▶ [What the task requires]
Could you copy out, character for character, the part of the records that opens with the line containing "Locate every instance of the row" and closes with the line containing "(1118, 148)", both of those lines included?

▶ [Listed records]

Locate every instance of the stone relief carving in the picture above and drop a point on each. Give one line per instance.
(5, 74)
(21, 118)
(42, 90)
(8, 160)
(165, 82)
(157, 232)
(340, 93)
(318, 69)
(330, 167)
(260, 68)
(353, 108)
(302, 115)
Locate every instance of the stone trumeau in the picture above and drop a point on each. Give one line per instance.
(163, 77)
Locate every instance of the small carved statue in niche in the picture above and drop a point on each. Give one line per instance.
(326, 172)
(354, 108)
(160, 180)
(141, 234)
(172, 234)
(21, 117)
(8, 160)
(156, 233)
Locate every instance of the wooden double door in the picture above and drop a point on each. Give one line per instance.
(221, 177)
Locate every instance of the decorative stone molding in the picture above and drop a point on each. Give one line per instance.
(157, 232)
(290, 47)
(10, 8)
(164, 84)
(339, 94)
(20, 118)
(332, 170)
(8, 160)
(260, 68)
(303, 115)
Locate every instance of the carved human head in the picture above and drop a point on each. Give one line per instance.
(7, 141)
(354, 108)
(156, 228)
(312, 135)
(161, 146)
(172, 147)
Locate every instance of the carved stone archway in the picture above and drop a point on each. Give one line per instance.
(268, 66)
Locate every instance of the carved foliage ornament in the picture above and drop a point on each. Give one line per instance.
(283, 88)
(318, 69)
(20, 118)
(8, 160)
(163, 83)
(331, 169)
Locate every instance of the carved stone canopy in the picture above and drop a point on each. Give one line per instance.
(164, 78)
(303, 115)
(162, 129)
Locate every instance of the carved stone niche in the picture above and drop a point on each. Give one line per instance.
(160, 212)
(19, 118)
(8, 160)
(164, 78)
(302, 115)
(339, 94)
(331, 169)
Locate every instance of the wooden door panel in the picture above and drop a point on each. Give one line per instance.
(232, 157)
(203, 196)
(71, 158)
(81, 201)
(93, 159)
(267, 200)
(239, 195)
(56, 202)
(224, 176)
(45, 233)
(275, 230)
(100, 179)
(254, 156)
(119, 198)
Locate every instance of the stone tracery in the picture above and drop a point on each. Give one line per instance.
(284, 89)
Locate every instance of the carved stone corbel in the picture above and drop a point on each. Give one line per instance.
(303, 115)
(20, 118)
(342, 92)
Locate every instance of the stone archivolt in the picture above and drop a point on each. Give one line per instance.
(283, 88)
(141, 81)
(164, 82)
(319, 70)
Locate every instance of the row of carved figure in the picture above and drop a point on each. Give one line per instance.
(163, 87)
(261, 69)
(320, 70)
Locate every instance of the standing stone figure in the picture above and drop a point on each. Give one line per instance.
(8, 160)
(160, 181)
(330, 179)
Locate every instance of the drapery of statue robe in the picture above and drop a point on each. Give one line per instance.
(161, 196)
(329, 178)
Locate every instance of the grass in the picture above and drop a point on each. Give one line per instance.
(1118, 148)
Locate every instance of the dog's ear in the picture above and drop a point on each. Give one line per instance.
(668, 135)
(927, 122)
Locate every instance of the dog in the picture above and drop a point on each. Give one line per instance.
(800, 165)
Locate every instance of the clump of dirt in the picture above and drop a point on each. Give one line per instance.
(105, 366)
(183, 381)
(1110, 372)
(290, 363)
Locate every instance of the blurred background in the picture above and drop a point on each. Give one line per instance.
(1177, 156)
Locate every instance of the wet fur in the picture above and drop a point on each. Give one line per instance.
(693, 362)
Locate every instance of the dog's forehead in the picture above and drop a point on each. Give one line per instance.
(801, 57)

▶ [Reply to the exercise]
Locate every instance of the row of carved figure in the picture above and drop a point on each. Give one line per instance.
(163, 87)
(261, 69)
(320, 70)
Locate every instance of the standing stone figure in the picture above and drop a point on each. Give one line per instance.
(8, 160)
(160, 181)
(330, 179)
Locate every instance of the drapery of statue robe in the picture above and drop a point on each. Give one line per instance.
(161, 196)
(329, 178)
Locate every instance of the grass in the picture above and drop a point on each. Give one line per instance.
(1118, 148)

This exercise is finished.